- Passage given
We got lots of Woodpigeons, young and old, but I've never seen a young one like that! I never realised they were so strange. Cute.


----------



## natasha81harris (Aug 24, 2011)

hi kat yeh we do like him hes beautiful.... hes not a happy lil man tho, this morning i went in to feed him and he ruffled his chest up and did a sort of hiss at me... but once i closed the door he tucked into his food.... hes just to cute and i know its going to take him some time, he will get there eventually.


----------



## mpigeon (Aug 25, 2011)

natasha81harris said:


> hes just to cute and i know its going to take him some time, he will get there eventually.


Yes I agree. 


He's so cute.


----------



## Quazar (Jul 27, 2010)

natasha81harris said:


> hi kat yeh we do like him hes beautiful.... hes not a happy lil man tho, this morning i went in to feed him and he ruffled his chest up and did a sort of hiss at me... but once i closed the door he tucked into his food.... hes just to cute and i know its going to take him some time, he will get there eventually.


So my first hunch was right lol. Just the colouring & eyes put me off.
It will probably take a lot more time & effort with this little guy as woodies are not quite as adaptable to captivity as their feral relatives.
Woodpigeons are a lot more wary of humans (even when young) and take fright at the smallest of things or movements. They are slower than ferals in both movement & reactions, but their alertness to danger kicks in well before a ferals would, and once spooked, are wary about any similar approach.
Also, unlike ferals who nest in "cave" type areas and prefer a "flat" perch, woodies are quite happy with branches for perches as they normally nest in the trees.
They are also seed/grain eaters, but will also eat more greens than the common feral, and occasionally even nibble some wild fruits.

John D, Cynthia (feefo) & Janet (amyable) are prob the best to give you more info on Woodies as they have probably handled the most.


----------



## Kat91 (Aug 22, 2011)

natasha81harris said:


> hi kat yeh we do like him hes beautiful.... hes not a happy lil man tho, this morning i went in to feed him and he ruffled his chest up and did a sort of hiss at me... but once i closed the door he tucked into his food.... hes just to cute and i know its going to take him some time, he will get there eventually.


Yeah he does that! just sit in the same room as him but dont go near him, go about your business as usual, taking care not to make big, sudden movements to spook him and he'll eventually realise you're no harm and are the food provider  

Best of luck with him, I'm sure he'll make a great pet once he's settled and his nerves lessen


----------



## John_D (Jan 24, 2002)

Hi

Bob's post about them is a good summary of woodies, from my experience.

We (Cynthia and I) haven't kept woodies as indoor pets, but we have had a couple of pretty human-friendly ones among those in our rescues aviary. One was little more than a baby when found, the other was just about flying. Both came to us from other rescuers, and both hens.

They would land on our heads or shoulders quite happily, and I often had one on each shoulder. They didn't seem to object to having their heads and necks 'preened' and were very curious about what might be found in or on human ears, in shirt sleeves and pockets and amongst hair. I drew the line at a woodie trying to stick her beak up my nose, though  What they definitely did not like, as grown birds, was to be picked up or have a hand held around them.

- Supplied data
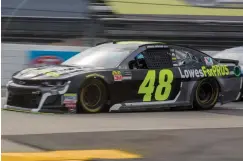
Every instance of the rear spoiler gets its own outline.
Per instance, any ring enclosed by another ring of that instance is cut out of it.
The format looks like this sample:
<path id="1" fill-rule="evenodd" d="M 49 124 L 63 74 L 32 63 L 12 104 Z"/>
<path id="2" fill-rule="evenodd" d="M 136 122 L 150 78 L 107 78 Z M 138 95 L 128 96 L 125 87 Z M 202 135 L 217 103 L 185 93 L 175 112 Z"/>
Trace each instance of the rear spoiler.
<path id="1" fill-rule="evenodd" d="M 239 64 L 239 60 L 232 60 L 232 59 L 220 59 L 220 58 L 214 58 L 217 62 L 219 63 L 224 63 L 224 64 Z"/>

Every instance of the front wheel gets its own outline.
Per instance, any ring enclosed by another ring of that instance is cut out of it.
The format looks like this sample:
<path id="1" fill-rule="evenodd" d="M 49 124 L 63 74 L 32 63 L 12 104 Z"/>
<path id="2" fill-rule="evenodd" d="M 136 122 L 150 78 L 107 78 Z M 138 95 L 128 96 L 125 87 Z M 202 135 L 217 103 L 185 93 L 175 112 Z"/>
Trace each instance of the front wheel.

- Problem requirements
Pick up the woodpigeon forum thread right after its last sentence and keep it going. The listing has no part in this exercise.

- Task result
Hoever friendly they may be, I doubt that either would have settled well if kept indoors. They do like to be in something approaching a natural environment, we've found, so we had branches as well as the flat perches other pigeons prefer, tubs of conifers and foliage where the hedge grew through the mesh into one side of the aviary. They also like to be around other woodpigeons, even though they are not as 'communal' as other pigeons.

Most other woodies we've had have been quite nervous and high-strung (particularly the disabled, non-flying ones) but settle down fairly soon, probably due to the far calmer, laid-back disposition of our ferals and homers.

The woodies will eat much of the normal pigeon mix, but seem to prefer the corn, grain and small seeds such as they'd find in the wild (but we get from the corn stores). They adapt well to small (raw) peanuts, i.e., not the hulking great things that go in mesh feeders for wild birds. They enjoy crispy lettuce and, as Bob says, eat more greens than the ferals. We would provide them with a dish of well chopped leaves of rocket, spinach, watercress and chard. We tried ours on various berries and rose hips, but they seemed not to recognize them if they weren't growing wild on a bush.

Personally, I would not keep a woodpigeon indoors any longer than necessary to ensure it was able to feed itself. I think it is too far removed from even a semblance of a natural environment for them to thrive. A healthy woodie is best taken to a pigeon-friendly wildlife rescue where they will get woodies ready for release as a group. If unreleasable, I would keep them in an aviary outside, with others, if possible. Otherwise, I'd find a home for them with other unreleasable woodies. 

But, having said that, there may well be UK members here who have had one successfully grow up and adapt to the human environment. If so, I hope they will share their experience.


----------



## natasha81harris (Aug 24, 2011)

thanks for the advice john and bob.... i am in the process of building an outside enclosure to put him in which will be finished tomorrow, so he wont be kept indoors after tomorrow... also myself and my partner had been thinking we might take him somewhere to be with other birds as hes so frightened and we'd rather not put him thru the stress.. he would be much happier we think.....


----------



## amyable (Jul 7, 2007)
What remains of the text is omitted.